Write out the rows from the line containing "As a warehouse robot's perception module, locate white n95" through the end of the rows, reproducing each line exactly and leaving out the pictures.

============

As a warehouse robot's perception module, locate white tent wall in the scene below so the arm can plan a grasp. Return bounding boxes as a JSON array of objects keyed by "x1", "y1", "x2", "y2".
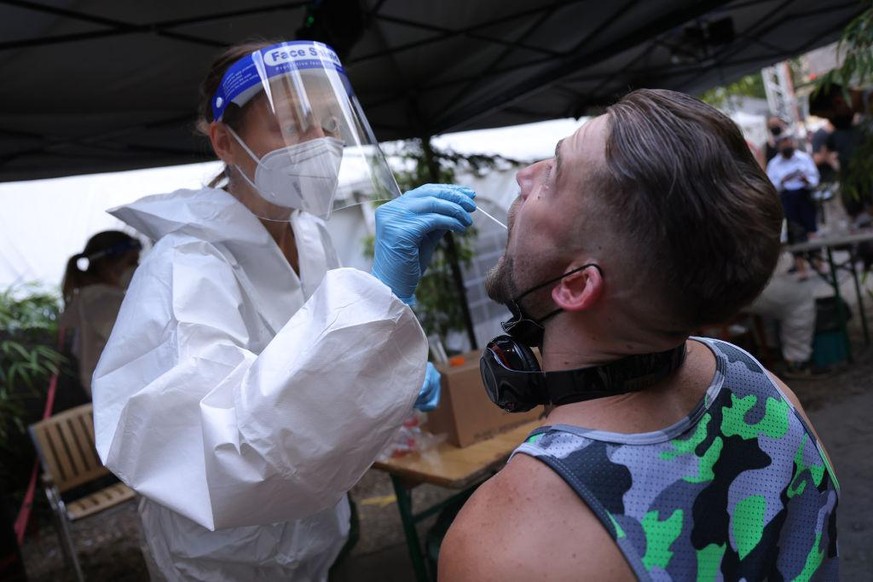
[{"x1": 0, "y1": 163, "x2": 220, "y2": 289}]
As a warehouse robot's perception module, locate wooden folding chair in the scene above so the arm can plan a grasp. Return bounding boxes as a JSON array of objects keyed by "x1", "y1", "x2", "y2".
[{"x1": 30, "y1": 404, "x2": 134, "y2": 580}]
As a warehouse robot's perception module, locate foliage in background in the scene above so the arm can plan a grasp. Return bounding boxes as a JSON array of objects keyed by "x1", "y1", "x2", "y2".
[
  {"x1": 0, "y1": 286, "x2": 65, "y2": 496},
  {"x1": 365, "y1": 139, "x2": 521, "y2": 341},
  {"x1": 816, "y1": 0, "x2": 873, "y2": 206}
]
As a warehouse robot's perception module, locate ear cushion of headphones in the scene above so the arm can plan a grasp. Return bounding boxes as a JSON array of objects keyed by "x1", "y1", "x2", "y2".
[{"x1": 516, "y1": 344, "x2": 540, "y2": 372}]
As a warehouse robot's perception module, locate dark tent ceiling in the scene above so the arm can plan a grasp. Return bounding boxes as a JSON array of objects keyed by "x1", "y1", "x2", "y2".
[{"x1": 0, "y1": 0, "x2": 865, "y2": 181}]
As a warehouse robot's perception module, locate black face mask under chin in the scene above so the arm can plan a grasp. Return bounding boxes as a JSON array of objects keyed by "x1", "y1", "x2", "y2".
[{"x1": 500, "y1": 263, "x2": 603, "y2": 347}]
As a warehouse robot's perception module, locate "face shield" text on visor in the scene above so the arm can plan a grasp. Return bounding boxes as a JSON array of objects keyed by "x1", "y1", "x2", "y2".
[{"x1": 212, "y1": 41, "x2": 400, "y2": 220}]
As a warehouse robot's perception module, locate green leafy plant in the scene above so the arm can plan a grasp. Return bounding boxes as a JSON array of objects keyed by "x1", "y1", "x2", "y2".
[
  {"x1": 0, "y1": 285, "x2": 65, "y2": 486},
  {"x1": 365, "y1": 139, "x2": 520, "y2": 339},
  {"x1": 815, "y1": 0, "x2": 873, "y2": 205}
]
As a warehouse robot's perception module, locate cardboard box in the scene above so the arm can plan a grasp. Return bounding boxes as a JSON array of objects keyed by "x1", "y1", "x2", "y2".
[{"x1": 424, "y1": 351, "x2": 543, "y2": 447}]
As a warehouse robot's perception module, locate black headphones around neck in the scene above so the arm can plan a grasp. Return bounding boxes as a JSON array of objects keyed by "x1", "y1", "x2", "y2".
[{"x1": 479, "y1": 335, "x2": 685, "y2": 412}]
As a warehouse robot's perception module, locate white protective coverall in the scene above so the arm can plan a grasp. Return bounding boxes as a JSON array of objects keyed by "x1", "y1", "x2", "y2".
[
  {"x1": 60, "y1": 283, "x2": 124, "y2": 396},
  {"x1": 93, "y1": 189, "x2": 427, "y2": 581}
]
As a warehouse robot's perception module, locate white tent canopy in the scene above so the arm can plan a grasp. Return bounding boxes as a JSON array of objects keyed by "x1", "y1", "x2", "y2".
[{"x1": 0, "y1": 119, "x2": 580, "y2": 289}]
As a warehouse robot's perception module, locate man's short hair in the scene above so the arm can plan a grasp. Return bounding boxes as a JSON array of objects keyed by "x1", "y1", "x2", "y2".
[{"x1": 589, "y1": 89, "x2": 782, "y2": 331}]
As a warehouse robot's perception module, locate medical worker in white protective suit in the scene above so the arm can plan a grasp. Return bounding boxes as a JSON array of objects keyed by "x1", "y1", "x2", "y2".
[{"x1": 93, "y1": 42, "x2": 475, "y2": 581}]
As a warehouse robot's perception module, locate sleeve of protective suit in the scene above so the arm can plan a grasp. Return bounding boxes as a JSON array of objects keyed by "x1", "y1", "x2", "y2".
[{"x1": 94, "y1": 243, "x2": 427, "y2": 529}]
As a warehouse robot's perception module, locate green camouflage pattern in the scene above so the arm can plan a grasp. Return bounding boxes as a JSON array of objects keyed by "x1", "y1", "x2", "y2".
[{"x1": 516, "y1": 338, "x2": 839, "y2": 581}]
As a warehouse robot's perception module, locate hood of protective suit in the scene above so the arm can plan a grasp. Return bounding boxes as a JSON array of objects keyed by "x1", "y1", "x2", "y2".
[
  {"x1": 109, "y1": 188, "x2": 340, "y2": 312},
  {"x1": 93, "y1": 189, "x2": 427, "y2": 544},
  {"x1": 109, "y1": 188, "x2": 278, "y2": 250}
]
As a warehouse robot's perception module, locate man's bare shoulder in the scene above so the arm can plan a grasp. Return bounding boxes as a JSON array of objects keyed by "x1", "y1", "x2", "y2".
[{"x1": 439, "y1": 455, "x2": 634, "y2": 582}]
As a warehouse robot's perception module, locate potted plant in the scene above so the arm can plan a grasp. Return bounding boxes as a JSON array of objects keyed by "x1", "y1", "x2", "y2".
[{"x1": 0, "y1": 285, "x2": 64, "y2": 580}]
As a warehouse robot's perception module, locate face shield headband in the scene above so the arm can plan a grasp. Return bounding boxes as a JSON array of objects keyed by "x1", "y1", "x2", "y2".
[
  {"x1": 212, "y1": 41, "x2": 345, "y2": 121},
  {"x1": 500, "y1": 263, "x2": 603, "y2": 347},
  {"x1": 211, "y1": 41, "x2": 400, "y2": 221}
]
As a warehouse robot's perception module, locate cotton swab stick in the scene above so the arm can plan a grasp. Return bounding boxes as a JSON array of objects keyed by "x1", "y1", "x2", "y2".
[{"x1": 476, "y1": 206, "x2": 509, "y2": 230}]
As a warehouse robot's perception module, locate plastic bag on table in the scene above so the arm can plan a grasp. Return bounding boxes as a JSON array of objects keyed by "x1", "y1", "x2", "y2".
[{"x1": 376, "y1": 410, "x2": 447, "y2": 462}]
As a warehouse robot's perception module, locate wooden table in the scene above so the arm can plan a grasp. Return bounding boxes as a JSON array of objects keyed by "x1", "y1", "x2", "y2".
[
  {"x1": 373, "y1": 421, "x2": 542, "y2": 582},
  {"x1": 786, "y1": 228, "x2": 873, "y2": 362}
]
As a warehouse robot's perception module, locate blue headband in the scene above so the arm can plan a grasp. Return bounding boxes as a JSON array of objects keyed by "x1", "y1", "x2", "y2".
[{"x1": 212, "y1": 40, "x2": 345, "y2": 121}]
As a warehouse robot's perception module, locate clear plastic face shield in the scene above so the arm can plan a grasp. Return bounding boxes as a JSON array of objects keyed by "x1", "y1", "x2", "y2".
[{"x1": 212, "y1": 41, "x2": 400, "y2": 220}]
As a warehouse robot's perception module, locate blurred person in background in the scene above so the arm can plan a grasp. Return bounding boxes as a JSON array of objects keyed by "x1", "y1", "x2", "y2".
[
  {"x1": 60, "y1": 230, "x2": 142, "y2": 399},
  {"x1": 94, "y1": 41, "x2": 475, "y2": 582}
]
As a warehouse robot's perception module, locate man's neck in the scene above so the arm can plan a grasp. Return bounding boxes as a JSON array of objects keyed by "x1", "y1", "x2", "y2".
[{"x1": 542, "y1": 314, "x2": 687, "y2": 371}]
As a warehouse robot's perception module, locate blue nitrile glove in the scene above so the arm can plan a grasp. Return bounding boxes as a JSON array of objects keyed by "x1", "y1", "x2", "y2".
[
  {"x1": 372, "y1": 184, "x2": 476, "y2": 303},
  {"x1": 415, "y1": 362, "x2": 440, "y2": 412}
]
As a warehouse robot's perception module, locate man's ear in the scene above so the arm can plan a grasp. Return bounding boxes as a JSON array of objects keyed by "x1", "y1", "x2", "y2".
[
  {"x1": 552, "y1": 265, "x2": 603, "y2": 311},
  {"x1": 209, "y1": 121, "x2": 233, "y2": 165}
]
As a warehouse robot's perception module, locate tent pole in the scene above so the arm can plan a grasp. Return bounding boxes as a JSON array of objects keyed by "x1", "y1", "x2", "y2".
[{"x1": 421, "y1": 136, "x2": 479, "y2": 350}]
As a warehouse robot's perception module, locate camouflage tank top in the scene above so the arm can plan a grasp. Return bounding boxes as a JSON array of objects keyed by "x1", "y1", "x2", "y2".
[{"x1": 514, "y1": 338, "x2": 839, "y2": 580}]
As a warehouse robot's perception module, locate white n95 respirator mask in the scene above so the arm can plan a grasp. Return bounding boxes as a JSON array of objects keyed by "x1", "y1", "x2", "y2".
[{"x1": 227, "y1": 127, "x2": 343, "y2": 218}]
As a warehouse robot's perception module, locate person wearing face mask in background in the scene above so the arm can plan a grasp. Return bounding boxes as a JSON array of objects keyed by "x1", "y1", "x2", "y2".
[
  {"x1": 809, "y1": 84, "x2": 873, "y2": 226},
  {"x1": 94, "y1": 41, "x2": 476, "y2": 581},
  {"x1": 763, "y1": 115, "x2": 788, "y2": 164},
  {"x1": 767, "y1": 133, "x2": 823, "y2": 279},
  {"x1": 59, "y1": 230, "x2": 142, "y2": 399}
]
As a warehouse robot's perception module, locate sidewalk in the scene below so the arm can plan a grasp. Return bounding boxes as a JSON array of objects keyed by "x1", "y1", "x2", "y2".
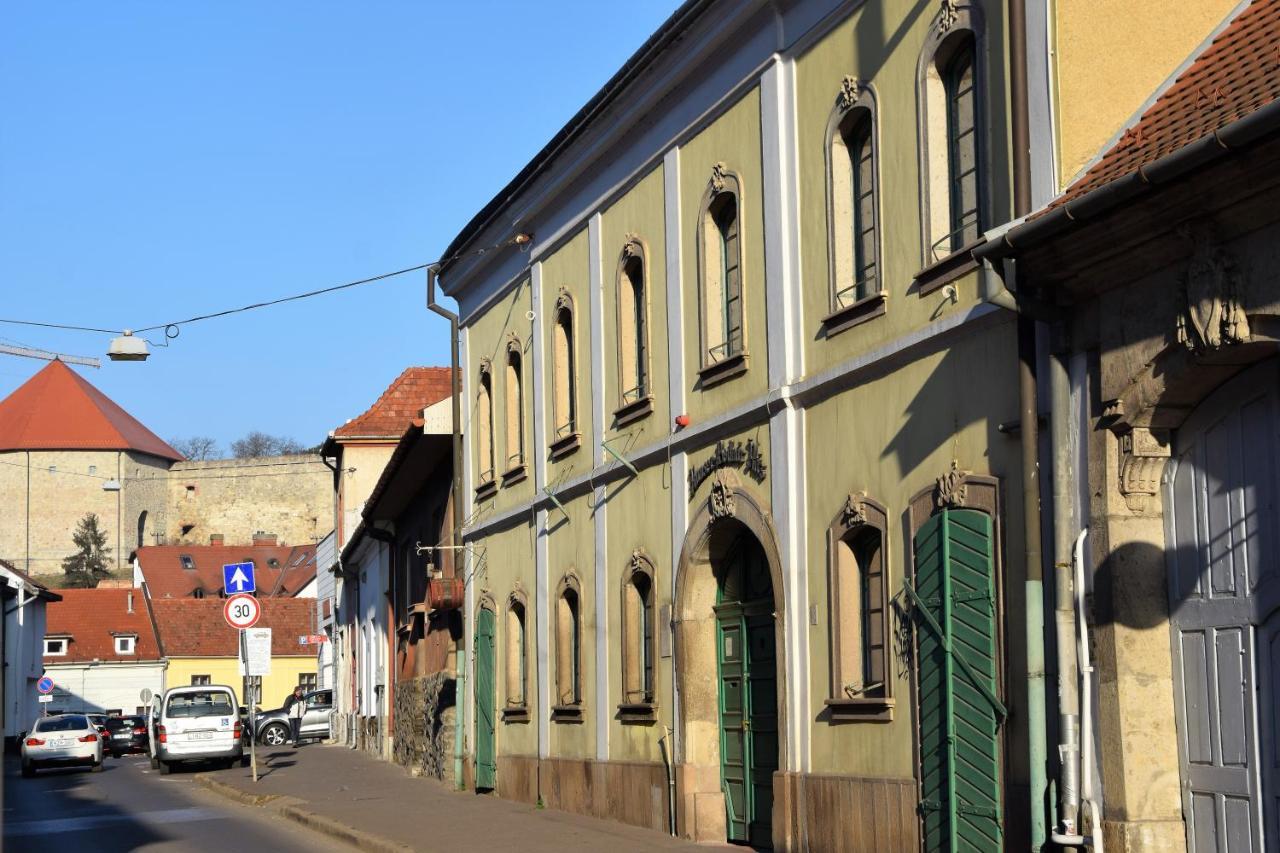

============

* **Task solution**
As a warehouse robot's perception module, locate white n95 respirator mask in the scene above so the arm can plan a grasp. Return bounding boxes as a JSON array of objects keyed by "x1", "y1", "x2", "y2".
[{"x1": 227, "y1": 127, "x2": 343, "y2": 218}]
As a warehouse robot's perception module, locate person wearing face mask in background in the scene above so the arm can plan a grasp. Return bounding boxes as a JSON array of objects keyed by "x1", "y1", "x2", "y2".
[
  {"x1": 809, "y1": 84, "x2": 873, "y2": 226},
  {"x1": 94, "y1": 41, "x2": 476, "y2": 581},
  {"x1": 763, "y1": 115, "x2": 788, "y2": 164},
  {"x1": 767, "y1": 133, "x2": 823, "y2": 279},
  {"x1": 59, "y1": 230, "x2": 142, "y2": 399}
]
As a warehouse robot's perception module, locate sidewalk in the scene below so the arm can plan a grasp. Return bounding boxes as a JSON array of objects keyed by "x1", "y1", "x2", "y2".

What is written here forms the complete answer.